* _WRITTEN REQUEST_: Find the line containing "Where can the bottle rim". Return it and every line after it, unchanged, up to and including the last line.

━━━━━ EXERCISE DATA

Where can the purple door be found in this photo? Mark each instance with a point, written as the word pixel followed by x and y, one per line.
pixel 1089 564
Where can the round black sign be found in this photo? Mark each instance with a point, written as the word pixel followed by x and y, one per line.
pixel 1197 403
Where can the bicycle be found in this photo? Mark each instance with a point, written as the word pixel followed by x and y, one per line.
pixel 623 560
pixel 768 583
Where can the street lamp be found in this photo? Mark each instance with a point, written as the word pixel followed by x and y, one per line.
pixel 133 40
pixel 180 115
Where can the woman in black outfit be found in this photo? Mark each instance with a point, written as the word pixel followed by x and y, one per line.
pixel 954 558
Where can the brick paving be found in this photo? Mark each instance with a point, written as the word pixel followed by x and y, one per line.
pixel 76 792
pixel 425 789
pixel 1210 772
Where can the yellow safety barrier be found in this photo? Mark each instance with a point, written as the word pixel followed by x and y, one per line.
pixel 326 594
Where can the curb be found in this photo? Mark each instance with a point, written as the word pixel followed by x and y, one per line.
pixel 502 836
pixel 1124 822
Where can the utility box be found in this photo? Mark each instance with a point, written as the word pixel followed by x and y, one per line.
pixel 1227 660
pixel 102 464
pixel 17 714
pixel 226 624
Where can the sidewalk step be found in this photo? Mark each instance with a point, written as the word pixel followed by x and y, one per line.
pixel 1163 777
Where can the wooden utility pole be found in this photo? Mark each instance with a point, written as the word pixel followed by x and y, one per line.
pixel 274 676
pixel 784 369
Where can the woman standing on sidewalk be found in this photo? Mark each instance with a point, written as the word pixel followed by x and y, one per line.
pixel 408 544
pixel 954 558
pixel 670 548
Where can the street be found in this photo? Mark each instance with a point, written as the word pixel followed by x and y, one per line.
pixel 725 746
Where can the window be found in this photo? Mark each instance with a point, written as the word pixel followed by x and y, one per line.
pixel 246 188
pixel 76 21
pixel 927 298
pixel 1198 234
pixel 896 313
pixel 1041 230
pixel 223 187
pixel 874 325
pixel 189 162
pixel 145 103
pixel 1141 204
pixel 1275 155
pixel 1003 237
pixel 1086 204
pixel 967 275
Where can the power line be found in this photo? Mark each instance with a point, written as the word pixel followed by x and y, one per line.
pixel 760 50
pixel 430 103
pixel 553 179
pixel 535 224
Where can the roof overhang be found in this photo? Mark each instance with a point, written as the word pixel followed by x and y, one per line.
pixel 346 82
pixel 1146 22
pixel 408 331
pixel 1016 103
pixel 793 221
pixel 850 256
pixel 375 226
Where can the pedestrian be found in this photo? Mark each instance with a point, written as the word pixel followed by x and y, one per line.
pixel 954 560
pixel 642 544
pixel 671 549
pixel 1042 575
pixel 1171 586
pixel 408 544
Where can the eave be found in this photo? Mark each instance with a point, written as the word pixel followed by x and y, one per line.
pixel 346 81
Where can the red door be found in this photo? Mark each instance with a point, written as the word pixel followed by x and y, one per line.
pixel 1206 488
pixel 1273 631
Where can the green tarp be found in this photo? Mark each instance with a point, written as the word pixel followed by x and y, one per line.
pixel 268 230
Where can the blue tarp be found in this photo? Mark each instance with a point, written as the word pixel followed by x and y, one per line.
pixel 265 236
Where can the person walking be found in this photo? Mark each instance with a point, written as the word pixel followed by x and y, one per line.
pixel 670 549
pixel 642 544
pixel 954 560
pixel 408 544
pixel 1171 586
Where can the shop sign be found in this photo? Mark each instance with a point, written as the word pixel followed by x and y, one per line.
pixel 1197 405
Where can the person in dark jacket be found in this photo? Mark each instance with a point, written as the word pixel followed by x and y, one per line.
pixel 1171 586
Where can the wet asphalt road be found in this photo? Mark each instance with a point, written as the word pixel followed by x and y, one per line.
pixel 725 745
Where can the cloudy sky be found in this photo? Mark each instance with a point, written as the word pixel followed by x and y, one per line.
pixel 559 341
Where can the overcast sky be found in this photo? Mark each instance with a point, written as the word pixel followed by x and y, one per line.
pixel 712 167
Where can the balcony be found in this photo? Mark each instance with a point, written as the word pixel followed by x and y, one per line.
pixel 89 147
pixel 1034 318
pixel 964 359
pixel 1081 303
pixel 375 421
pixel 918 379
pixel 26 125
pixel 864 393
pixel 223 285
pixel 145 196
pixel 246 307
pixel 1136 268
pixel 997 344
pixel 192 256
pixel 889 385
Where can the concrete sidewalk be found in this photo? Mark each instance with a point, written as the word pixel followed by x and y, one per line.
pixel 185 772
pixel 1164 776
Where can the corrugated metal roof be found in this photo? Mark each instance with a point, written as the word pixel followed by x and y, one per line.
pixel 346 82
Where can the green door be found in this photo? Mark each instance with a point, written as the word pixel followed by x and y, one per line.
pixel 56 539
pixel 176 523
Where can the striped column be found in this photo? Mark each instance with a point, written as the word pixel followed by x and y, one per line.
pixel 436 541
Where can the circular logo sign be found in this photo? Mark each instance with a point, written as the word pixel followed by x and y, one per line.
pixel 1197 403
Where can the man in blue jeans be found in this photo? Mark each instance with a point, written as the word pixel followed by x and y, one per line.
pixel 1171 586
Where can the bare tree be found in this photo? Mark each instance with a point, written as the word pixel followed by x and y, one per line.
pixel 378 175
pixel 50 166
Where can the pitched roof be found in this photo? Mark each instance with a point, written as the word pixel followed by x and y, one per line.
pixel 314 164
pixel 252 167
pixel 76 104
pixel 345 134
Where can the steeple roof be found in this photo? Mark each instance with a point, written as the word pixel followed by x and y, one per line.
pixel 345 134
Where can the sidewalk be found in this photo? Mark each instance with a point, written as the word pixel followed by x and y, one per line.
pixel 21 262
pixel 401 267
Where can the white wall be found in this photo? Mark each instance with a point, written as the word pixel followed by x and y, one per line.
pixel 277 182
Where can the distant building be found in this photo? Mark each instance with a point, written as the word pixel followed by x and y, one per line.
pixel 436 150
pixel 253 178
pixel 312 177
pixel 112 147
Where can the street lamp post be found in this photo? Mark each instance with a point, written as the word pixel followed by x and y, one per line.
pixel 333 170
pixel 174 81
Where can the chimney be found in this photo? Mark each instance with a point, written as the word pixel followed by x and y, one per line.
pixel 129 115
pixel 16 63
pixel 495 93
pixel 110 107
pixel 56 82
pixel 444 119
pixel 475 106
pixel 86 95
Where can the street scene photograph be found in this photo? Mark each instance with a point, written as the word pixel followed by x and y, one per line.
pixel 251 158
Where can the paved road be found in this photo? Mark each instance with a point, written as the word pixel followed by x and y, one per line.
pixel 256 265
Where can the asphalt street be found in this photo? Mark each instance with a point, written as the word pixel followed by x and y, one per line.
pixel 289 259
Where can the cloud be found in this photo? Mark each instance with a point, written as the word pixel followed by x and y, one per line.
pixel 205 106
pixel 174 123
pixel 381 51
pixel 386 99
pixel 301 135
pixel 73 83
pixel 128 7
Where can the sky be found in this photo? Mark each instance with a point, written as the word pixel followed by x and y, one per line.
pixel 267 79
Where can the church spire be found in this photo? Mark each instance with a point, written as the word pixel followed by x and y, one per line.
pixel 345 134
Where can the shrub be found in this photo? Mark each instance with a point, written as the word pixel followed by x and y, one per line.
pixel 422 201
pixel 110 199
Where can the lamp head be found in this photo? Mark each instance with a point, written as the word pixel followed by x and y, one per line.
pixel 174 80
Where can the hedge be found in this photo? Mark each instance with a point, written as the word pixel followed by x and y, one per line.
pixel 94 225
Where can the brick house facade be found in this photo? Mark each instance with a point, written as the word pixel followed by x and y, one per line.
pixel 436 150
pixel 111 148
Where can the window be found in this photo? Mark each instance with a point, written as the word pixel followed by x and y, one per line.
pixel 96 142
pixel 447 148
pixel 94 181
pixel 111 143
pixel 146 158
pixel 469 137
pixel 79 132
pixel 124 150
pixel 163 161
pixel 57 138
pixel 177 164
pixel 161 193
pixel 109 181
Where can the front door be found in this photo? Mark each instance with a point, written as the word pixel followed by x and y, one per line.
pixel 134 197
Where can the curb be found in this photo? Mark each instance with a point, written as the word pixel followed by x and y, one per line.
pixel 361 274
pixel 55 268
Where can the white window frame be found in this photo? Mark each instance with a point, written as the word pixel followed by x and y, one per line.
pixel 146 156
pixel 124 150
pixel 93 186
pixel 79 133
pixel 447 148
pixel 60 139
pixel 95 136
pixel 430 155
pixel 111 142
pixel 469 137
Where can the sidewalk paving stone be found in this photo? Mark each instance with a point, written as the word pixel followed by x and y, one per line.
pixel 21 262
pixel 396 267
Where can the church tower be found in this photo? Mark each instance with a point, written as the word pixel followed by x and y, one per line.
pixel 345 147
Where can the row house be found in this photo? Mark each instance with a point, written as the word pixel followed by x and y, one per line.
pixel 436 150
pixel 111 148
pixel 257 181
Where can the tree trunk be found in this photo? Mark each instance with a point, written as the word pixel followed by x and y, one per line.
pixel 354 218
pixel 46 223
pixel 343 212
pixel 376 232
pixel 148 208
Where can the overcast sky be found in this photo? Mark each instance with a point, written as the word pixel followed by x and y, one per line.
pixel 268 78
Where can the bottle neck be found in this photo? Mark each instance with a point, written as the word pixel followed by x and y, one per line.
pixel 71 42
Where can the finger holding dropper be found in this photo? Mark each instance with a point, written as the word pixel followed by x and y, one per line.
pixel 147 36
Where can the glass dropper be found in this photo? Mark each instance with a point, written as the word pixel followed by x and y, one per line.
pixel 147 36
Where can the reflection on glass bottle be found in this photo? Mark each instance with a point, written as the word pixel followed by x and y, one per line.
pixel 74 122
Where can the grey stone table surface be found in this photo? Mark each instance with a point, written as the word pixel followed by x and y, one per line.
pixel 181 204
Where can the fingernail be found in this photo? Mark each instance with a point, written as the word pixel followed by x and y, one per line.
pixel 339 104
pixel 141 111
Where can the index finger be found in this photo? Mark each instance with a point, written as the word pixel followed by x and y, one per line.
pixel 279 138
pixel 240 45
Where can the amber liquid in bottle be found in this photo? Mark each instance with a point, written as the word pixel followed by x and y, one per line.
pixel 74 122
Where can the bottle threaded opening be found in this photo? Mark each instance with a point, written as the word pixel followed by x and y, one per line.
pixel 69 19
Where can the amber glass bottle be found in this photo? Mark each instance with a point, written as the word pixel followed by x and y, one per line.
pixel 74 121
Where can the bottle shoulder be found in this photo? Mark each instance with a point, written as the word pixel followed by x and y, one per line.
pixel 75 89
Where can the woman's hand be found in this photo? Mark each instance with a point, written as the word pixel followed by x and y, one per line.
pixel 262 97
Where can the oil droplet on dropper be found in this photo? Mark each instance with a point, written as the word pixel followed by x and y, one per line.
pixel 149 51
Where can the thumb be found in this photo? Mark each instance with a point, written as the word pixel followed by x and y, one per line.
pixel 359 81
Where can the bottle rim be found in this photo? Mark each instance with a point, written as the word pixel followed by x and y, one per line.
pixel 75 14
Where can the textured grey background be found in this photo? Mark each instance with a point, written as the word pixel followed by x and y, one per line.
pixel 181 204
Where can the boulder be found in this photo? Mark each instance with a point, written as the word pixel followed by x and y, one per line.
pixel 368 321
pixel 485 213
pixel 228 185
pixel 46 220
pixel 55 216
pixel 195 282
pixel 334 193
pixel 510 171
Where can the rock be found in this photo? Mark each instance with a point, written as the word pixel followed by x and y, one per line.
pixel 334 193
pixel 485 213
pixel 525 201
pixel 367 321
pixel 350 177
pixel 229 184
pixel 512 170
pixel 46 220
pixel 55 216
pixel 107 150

━━━━━━━━━━

* _FINAL RESULT_:
Where can the bottle rim be found in this photo? Mark each instance with a point, written as the word pixel followed by x and y, one per line.
pixel 75 14
Where can the textured grey background be found in this photo? Mark each instance with a point, written as the word pixel followed by x and y, one per line.
pixel 181 204
Where can the boulder be found in this photo? Mark each instance with a point, written as the word pixel followed by x and y, one per line.
pixel 368 321
pixel 485 213
pixel 228 185
pixel 46 220
pixel 55 216
pixel 195 282
pixel 334 193
pixel 510 171
Where can the rock be found in this photo? Mark each instance with a point, written as the word pixel followed by x and y, one per line.
pixel 334 193
pixel 485 213
pixel 525 201
pixel 367 321
pixel 350 177
pixel 229 184
pixel 512 170
pixel 46 220
pixel 55 216
pixel 107 150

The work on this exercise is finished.